» **WHAT TO DO**
Reproduce the listing below without any change.

» **DATA**
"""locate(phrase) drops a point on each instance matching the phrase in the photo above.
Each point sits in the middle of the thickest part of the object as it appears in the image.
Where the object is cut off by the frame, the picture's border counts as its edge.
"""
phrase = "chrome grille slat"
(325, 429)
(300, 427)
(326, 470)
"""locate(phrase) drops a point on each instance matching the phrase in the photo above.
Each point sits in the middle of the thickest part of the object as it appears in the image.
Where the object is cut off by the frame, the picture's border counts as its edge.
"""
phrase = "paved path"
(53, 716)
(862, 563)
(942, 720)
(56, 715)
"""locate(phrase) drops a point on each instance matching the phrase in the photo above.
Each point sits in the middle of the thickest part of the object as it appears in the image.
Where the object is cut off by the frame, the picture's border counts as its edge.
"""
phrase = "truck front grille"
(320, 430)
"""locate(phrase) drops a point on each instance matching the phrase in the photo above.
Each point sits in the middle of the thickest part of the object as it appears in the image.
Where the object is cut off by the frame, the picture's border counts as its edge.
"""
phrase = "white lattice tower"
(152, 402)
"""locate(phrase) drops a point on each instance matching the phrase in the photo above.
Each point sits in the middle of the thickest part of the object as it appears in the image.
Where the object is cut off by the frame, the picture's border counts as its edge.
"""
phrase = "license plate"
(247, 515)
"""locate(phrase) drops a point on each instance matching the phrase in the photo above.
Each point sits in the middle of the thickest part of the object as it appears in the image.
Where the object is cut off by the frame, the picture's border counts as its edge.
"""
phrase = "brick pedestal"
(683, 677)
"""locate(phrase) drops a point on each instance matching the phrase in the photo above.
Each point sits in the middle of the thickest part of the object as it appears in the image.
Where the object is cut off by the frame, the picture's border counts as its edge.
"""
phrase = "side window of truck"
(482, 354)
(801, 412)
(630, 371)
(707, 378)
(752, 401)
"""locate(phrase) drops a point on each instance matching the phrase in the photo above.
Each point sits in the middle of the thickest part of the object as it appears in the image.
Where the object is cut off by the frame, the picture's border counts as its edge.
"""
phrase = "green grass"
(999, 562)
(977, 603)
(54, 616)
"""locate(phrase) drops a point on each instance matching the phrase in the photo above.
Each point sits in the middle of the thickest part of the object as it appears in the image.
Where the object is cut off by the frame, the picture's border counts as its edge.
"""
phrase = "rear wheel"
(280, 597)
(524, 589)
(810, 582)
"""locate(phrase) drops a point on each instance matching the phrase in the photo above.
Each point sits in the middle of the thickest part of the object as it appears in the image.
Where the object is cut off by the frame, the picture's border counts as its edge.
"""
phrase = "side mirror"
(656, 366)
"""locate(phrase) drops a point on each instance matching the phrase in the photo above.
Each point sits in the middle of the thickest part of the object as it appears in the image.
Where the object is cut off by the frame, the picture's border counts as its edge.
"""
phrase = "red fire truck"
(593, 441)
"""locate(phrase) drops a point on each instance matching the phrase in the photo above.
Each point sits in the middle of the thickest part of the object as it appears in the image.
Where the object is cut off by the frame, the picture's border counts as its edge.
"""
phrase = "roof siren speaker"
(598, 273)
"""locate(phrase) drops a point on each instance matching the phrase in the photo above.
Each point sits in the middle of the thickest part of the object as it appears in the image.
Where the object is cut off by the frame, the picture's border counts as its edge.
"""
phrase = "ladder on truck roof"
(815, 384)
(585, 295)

» **EXPECTED ANSWER**
"""locate(phrase) drops a point on each instance matching the phrase in the photo above.
Each point sits in the middle of the thickest part of the object as it appears in the image.
Where the object is cut off by the frame, the picture's border counts as its edge.
"""
phrase = "chrome grille slat"
(325, 429)
(300, 427)
(326, 470)
"""locate(phrase) drops a point on each instance matching the phrase in the photo above.
Each point sits in the middle of the thickest part of the object as it appears in the image.
Where the object is cut off by the frame, the picture's border counts as its edge.
"""
phrase = "paved path"
(53, 716)
(862, 563)
(942, 720)
(56, 715)
"""locate(phrase) drops a point on each instance matching the phrase in the photo above.
Each point sits in the middle of the thickest part of the object as it appears in the image.
Where the object is cut off by the frame, the picture's border counts as its edge.
"""
phrase = "truck front grille"
(320, 430)
"""locate(phrase) drops a point on each instance matching the phrase in the photo above.
Each point sits in the middle of the thickest part of the object as it appears in the image.
Where the object is cut off by the frame, the picture's border counts as its edge.
"""
phrase = "white lattice tower"
(152, 402)
"""locate(phrase) drops a point on each instance matching the phrase in the photo above.
Each point sits in the middle of the thickest part of the object as it appears in the image.
Where the object is cut off by the frame, the picture's border counts as its edge.
"""
phrase = "license plate"
(247, 515)
"""locate(phrase) drops a point on each instance matching the phrase in the photo above.
Each point sits in the middle of the thickest part of the object as it appears in the image.
Where the object is cut off by the frame, the picture's border counts as its edge.
"""
phrase = "brick pedestal"
(683, 677)
"""locate(phrase) drops a point on each instance matching the phrase in the photo above.
Each point sits in the middle of the thickest part of the object as it appears in the image.
Where the object is cut off by the frame, the picture's border counts as its edge.
"""
phrase = "side window of truck"
(482, 354)
(801, 412)
(630, 371)
(707, 378)
(752, 401)
"""locate(phrase) drops a point on each instance matching the phrase in the photo above.
Each point sits in the middle of the thickest part of the object as it appears in the image.
Where the object is cut off by the frame, the picture's border counts as its edge.
"""
phrase = "green grass"
(999, 562)
(977, 603)
(54, 616)
"""locate(phrase) drops a point on each instance matching the phrase in the photo above.
Each point sits in the middle of the thickest part of the object as it appears in the image.
Where the object is cut off by the frame, the picture's border counts as its edge.
"""
phrase = "rear wheel"
(280, 597)
(524, 589)
(810, 582)
"""locate(phrase) drops a point on each instance matching the phrase in the photo above.
Each point sits in the middle of the thickest part of the object as it appears in the image.
Where the object is cut off by the frame, the picture's border counts as its edge.
"""
phrase = "side mirror"
(656, 366)
"""locate(phrase) drops a point on each instance matching the phrase in the photo above.
Each point sits in the middle of the thickest part of the object as it appears in the image.
Where the object is cut off by the frame, the picture's border counts as its edge.
"""
phrase = "red fire truck"
(593, 441)
"""locate(phrase) drops a point on each instance matching the phrase in the photo above.
Each point sits in the middle of the thickest part of the object as it appears in the image.
Where the object is cut off by the frame, the picture's border counts as its edge.
"""
phrase = "roof siren speaker"
(598, 273)
"""locate(phrase) drops a point on each instance matching the phrase in the photo above.
Each point sits in the middle of the thickest part of the object as it appears in the image.
Where the object is cut off by the frame, the picture's border counts as its edge.
"""
phrase = "ladder on truck roof"
(815, 384)
(585, 295)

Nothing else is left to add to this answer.